_Direction:_
Find every line in the listing below that contains the word "like". Can you copy each of those lines?

_Provided records:_
* * * *

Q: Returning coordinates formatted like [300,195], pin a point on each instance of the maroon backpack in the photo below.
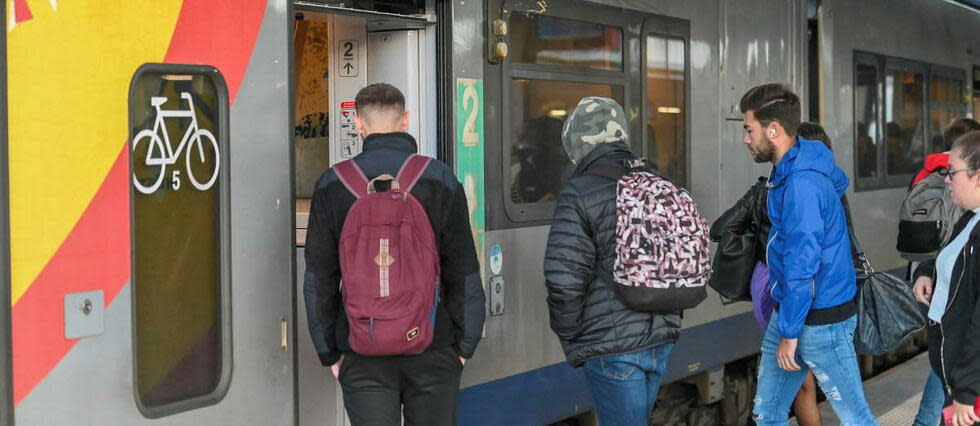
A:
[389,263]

* * * *

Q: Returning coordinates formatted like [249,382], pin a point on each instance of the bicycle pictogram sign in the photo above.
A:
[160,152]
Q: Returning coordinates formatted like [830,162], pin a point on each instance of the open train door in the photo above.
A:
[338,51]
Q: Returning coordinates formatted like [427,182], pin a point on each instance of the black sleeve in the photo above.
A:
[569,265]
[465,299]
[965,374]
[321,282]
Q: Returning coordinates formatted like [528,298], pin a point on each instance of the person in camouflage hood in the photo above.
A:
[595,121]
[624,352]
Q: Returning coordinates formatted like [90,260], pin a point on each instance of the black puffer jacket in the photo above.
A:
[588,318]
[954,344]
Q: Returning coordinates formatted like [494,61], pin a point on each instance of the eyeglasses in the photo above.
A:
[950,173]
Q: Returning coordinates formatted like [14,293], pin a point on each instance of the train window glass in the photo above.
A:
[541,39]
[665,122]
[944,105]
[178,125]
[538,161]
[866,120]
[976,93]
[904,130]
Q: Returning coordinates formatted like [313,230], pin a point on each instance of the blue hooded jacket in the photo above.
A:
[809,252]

* * * *

_Result:_
Q: Returning coordinates formatted like [300,195], pin a point on each instance of the maroon backpack in the photo below.
Q: Returning coordinates formatted like [249,382], pin a point on each instance of the bicycle pictogram sign in the photo above.
Q: Returning coordinates formatted like [830,162], pin a point on each instance of the open train door in the photo above.
Q: Returning coordinates formatted like [427,182], pin a point on each instance of the black sleeve in the photo above.
Q: Returning coordinates formatted like [528,298], pin a point on each instance of the person in camouflage hood in the photo above.
Q: Returning coordinates formatted like [90,260], pin a point on each instance of the black puffer jacket in the photo above.
Q: Returning coordinates formatted like [494,61], pin a point on each instance of the eyeglasses in the photo above.
Q: Returning coordinates formatted like [14,293], pin a point on each instance of the train window glass in the photo above.
Q: Returning coordinates formatted like [313,230], pin a point on each instance of the blue hooded jacket in the photo above.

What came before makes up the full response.